───── Vorliegender Auszug ─────

Eine große Erzählung
Eine Würdigung des Werks des großen, am Wochenende verstorbenen Songwriters und Sängers Kris Kristofferson.
„Feeling Mortal“ hieß sein letztes reguläres Album aus dem Jahr 2012. Damals war Kris Kristofferson zwar erst 76 Jahre alt, aber den Anhauch der Endlichkeit vermochte er im Titelsong auf seine Weise so eindrucksvoll zu vermitteln wie Leonard Cohen in „You Want It Darker“. Gerade mit dieser brüchigen und nicht immer im richtigen Ton liegenden Stimme wie hier bei dieser Session-Aufnahme.

─────

_Zu beantwortende Fragen_
1 - Wie lautete laut der Würdigung von Kris Kristofferson der Titel seines letzten regulären Albums?
2 - Setzen Sie die Würdigung von Kris Kristofferson im Anschluss an ihren letzten Satz fort.

───── Vorliegende Daten ─────

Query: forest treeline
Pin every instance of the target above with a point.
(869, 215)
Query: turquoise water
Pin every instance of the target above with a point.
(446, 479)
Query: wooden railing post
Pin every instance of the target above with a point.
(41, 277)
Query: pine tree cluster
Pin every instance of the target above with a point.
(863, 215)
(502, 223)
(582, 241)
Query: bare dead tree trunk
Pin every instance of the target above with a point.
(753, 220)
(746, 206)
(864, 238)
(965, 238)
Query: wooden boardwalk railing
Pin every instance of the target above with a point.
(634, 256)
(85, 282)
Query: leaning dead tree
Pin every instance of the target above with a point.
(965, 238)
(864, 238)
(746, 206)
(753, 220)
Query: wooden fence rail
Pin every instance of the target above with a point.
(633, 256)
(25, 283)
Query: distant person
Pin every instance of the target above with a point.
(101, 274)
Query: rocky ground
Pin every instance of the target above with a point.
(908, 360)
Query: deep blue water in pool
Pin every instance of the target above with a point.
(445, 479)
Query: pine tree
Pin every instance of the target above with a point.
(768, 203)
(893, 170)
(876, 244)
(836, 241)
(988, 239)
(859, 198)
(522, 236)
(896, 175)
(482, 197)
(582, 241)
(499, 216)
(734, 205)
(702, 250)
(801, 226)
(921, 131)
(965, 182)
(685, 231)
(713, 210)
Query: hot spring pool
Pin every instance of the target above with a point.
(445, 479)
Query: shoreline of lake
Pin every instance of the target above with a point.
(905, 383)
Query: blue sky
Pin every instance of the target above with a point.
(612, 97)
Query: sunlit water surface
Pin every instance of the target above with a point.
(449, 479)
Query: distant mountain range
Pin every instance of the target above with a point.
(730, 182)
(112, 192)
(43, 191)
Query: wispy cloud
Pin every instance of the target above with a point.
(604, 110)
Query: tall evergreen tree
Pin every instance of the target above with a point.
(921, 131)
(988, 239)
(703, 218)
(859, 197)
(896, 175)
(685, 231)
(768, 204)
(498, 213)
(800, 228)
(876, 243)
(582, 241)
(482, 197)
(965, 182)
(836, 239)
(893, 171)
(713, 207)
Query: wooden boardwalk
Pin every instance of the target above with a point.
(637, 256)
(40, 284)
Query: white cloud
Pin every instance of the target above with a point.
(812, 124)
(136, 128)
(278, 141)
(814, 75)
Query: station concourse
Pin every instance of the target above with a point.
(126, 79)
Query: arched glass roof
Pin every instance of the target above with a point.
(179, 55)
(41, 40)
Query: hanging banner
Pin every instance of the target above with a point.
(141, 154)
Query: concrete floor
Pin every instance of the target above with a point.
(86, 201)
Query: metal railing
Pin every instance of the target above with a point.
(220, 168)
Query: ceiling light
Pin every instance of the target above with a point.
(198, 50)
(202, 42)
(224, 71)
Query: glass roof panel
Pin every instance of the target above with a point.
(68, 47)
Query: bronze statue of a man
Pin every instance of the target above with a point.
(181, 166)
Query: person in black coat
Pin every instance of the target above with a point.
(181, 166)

─────

_Ergebnisse je Aufgabe_
1 - Es hieß „Feeling Mortal“ und erschien 2012.

2 -
Kris Kristofferson als Sänger – das ist die Krux in der Beurteilung des Künstlers. Kristofferson gilt zwar als einer der größten – für gar nicht so wenige als der größte – Songschreiber des Country-Genres und als einer der bedeutendsten Songschreiber der Pop-Geschichte überhaupt, aber vielerorts auch als, sagen wir, suboptimaler Interpret seiner Lieder.
Das liegt nicht zuletzt daran, dass seine allerbekanntesten Songs gemeinhin mit Versionen anderer Künstler verbunden werden: „Me And Bobby McGee“, die gleichnishafte Ballade von Freiheit als Nichts-mehr-zu-verlieren-haben, wurde ein postumer Hit für Janis Joplin, „Sunday Morning Coming Down“ haben zunächst der Novelty- und Country-Sänger Ray Stevens und dann auch Johnny Cash erfolgreich interpretiert. Von Kristoffersons vermutlich meistgecovertem Song „Help Me Make It Through the Night“ gibt es nicht nur Fassungen von Elvis Presley oder Mariah Carey, sondern auch eine steirische Dialekt-Adaption durch STS.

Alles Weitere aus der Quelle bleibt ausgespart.